+++ Document

Convergent DNAT with Netfilter: misusing states

IMAGE HERE

introduction

This is a network-convergent XEN cluster using stateless NAT:

one gateway per node with public ip — fully convergent outbound flows for guests, as seen in part1 and part2,
and since we are assuming DNS round-robin or load-balancing from a CDN provider, partially convergent inbound flows for guests. A connection request comes on one node, while the answer goes to another node, this is what we are discussing here.

why such a mess?

Yes, the rule of thumb for every engineer is KISS, right? I admit the setup is more complicated than for a casual infrastructure with dedicated network devices (be it appliances or bare-metal). However let us have a look at layer 1 diagrams. Here’s what a usual NAT setup would look like including redundancy and synchronized states.

                ┌───────────┐            ┌───────────┐                  
                │           │            │           │                  
                │  lbs1     │            │   lbs2    │                  
                │           │   pfsync   │           │                  
                └───────────┘            └───────────┘                  


┌──────────────────┐      ┌──────────────────┐      ┌──────────────────┐
│                  │      │                  │      │                  │
│    node1         │      │    node2         │      │   node3          │
│                  │      │                  │      │                  │
└──────────────────┘      └──────────────────┘      └──────────────────┘

In case we take into account network appliances or virtual network devices such as commonly used OPNsense, there are still unnecessary guests in place:

┌──────────────────┐      ┌──────────────────┐      ┌──────────────────┐
│                  │      │                  │      │                  │
│    node1         │      │    node2         │      │   node3          │
│       ┌────────┐ │      │                  │      │      ┌─────────┐ │
│       │  lbs1  │ │      │                  │      │      │   lbs2  │ │
│       └────────┘ │      │                  │      │      └─────────┘ │
└──────────────────┘      └──────────────────┘      └──────────────────┘

And here’s what our infrastructure looks like.

┌──────────────────┐      ┌──────────────────┐      ┌──────────────────┐
│                  │      │                  │      │                  │
│    node1         │      │    node2         │      │   node3          │
│                  │      │                  │      │                  │
└──────────────────┘      └──────────────────┘      └──────────────────┘

Which architecture looks overly complicated now? The first achieved goal is hardware resource convergence and cost reduction — and for the least, no required guest compared to network appliances.

The second goal is network performance improvements under heavy load and particularly when the cluster farm grows horizontally. On a traditional setup, the datagrams go back and forth between the servers and network devices. Here is a functional view of an inbound flow arriving on lbs2.

                                                              │    ▲    
                                                              │    │    
                                                              │    │    
                                                              │    │    
                                                              │    │    
                                                              │    │    
┌──────────────────┐      ┌──────────────────┐      ┌─────────▼────┼───┐
│                  │      │                  │      │              │   │
│    node1         │      │    node2         │      │   node3          │
│       ┌────────┐ │      │       ┌────────┐ │      │      ┌─────────┐ │
│       │  lbs1  │ │      │       │ guest  │ │      │      │  lbs2   │ │
│       └────────┘ │      │       └──┬─────┘ │      │      └───┬─────┘ │
└──────────────────┘      └──────────┼────▲──┘      └──────────┼──▲────┘
                                     │    │                    │  │     
                                     │    └────────────────────┘  │     
                                     └────────────────────────────┘

And here is what the inbound flow looks like in our setup.

++++++

> [Objective A]:
Answer these questions using the article on convergent DNAT with Netfilter:
(i) What type of NAT does the network-convergent XEN cluster use?
(ii) In the diagram of the usual NAT setup, what links lbs1 and lbs2?
(iii) What does the article give as the first achieved goal of its architecture?
> [Objective B]:
Continue the article on convergent DNAT with Netfilter, picking up after its final sentence.

+++ Stored rows

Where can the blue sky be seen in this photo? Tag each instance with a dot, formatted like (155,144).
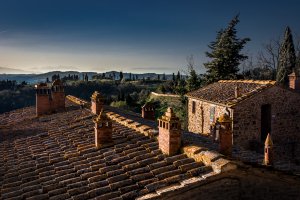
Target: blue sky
(133,35)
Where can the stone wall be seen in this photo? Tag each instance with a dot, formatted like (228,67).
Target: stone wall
(43,104)
(200,121)
(239,184)
(285,120)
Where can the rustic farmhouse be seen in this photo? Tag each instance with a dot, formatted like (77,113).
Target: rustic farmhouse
(256,107)
(77,154)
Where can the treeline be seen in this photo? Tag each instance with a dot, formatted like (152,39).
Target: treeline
(119,94)
(11,85)
(16,98)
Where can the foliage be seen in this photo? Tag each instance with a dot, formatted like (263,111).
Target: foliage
(225,54)
(286,59)
(119,104)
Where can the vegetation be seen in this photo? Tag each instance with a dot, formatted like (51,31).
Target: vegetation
(286,58)
(225,54)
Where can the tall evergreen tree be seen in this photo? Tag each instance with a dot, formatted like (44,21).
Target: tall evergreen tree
(286,59)
(193,81)
(297,66)
(225,53)
(173,77)
(121,75)
(178,77)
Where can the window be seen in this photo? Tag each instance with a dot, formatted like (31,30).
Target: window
(212,114)
(193,107)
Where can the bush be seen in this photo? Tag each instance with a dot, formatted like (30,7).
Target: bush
(119,104)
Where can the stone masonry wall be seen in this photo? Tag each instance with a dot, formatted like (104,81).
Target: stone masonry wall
(285,120)
(199,122)
(240,184)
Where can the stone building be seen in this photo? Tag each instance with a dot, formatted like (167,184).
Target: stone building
(73,155)
(50,98)
(256,107)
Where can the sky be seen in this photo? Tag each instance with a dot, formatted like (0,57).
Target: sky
(131,35)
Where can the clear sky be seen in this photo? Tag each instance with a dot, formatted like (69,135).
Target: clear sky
(131,35)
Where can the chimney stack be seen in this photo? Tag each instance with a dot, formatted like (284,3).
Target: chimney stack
(169,137)
(58,95)
(103,130)
(237,92)
(225,134)
(97,103)
(268,151)
(148,111)
(294,81)
(43,99)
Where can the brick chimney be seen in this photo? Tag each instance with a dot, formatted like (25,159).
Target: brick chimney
(58,95)
(148,111)
(169,137)
(225,134)
(237,92)
(268,151)
(103,130)
(294,81)
(43,99)
(97,103)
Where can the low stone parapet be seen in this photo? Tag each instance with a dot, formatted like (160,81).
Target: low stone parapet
(214,159)
(144,129)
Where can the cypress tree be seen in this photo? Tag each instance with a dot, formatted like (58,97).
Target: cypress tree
(178,77)
(225,53)
(287,58)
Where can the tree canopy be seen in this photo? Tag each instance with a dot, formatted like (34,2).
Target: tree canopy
(225,53)
(286,59)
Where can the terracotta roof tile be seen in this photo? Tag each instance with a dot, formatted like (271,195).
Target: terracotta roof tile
(223,92)
(61,162)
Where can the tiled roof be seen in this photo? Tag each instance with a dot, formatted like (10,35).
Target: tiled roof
(223,92)
(59,160)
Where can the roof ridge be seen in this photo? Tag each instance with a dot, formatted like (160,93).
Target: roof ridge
(263,82)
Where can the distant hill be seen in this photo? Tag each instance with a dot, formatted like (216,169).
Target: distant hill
(6,70)
(35,78)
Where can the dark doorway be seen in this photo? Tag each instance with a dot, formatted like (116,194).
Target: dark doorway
(265,121)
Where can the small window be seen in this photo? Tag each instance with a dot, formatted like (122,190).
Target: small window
(193,107)
(212,114)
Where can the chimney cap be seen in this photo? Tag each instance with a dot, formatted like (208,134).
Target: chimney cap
(96,95)
(57,82)
(169,115)
(102,117)
(269,141)
(224,118)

++++++

> [Written response A]:
(i) Stateless NAT.
(ii) pfsync.
(iii) Hardware resource convergence and cost reduction, with no guest required compared to network appliances.

> [Written response B]:
                                 ▲                                │     
                                 │                                │     
                                 │                                │     
                                 │                                │     
                                 │                                │     
                                 │                                │     
                                 │                                │     
                                 │                                ▼     
┌──────────────────┐      ┌──────┴───────────┐      ┌──────────────────┐
│                  │      │                  │      │                  │
│    node1         │      │    node2         │      │   node3          │
│                  │      │       ┌────────┐ │      │                  │
│                  │      │       │ guest  │ │◄─────┤                  │
│                  │      │       └────────┘ │      │                  │
└──────────────────┘      └──────────────────┘      └──────────────────┘

As this is usually not a problem with dedicated bare-metal and large enough pipes, our use-case especially makes sense compared to virtual appliances, as the traffic would otherwise go back and forth between the host nodes, which are already busy handling various kinds of traffic namely guest systems, storage and what-not. Those nodes, which are hosting the load-balancers (and eventually outbound gateways), may become overloaded by managing the network traffic of all the cluster, while we spread the load across all nodes in our setup (for inbound flow answers and outbound flows).

On a server infrastructure, the vast majority of the network traffic is inbound initiated, meaning the flow begins while receiving a client request. We assume DNS round-robin against a few nodes (not necessarily all of them, but we will address this in part 5). Some packets may end-up on the right cluster node, some packets may not and would be sent to some other node. That means the inbound traffic is partly indirect. The answer we are sending to the client, however, goes directly through the host system. Performance improvement should therefore be half-proportional to the number of cluster nodes minus 1.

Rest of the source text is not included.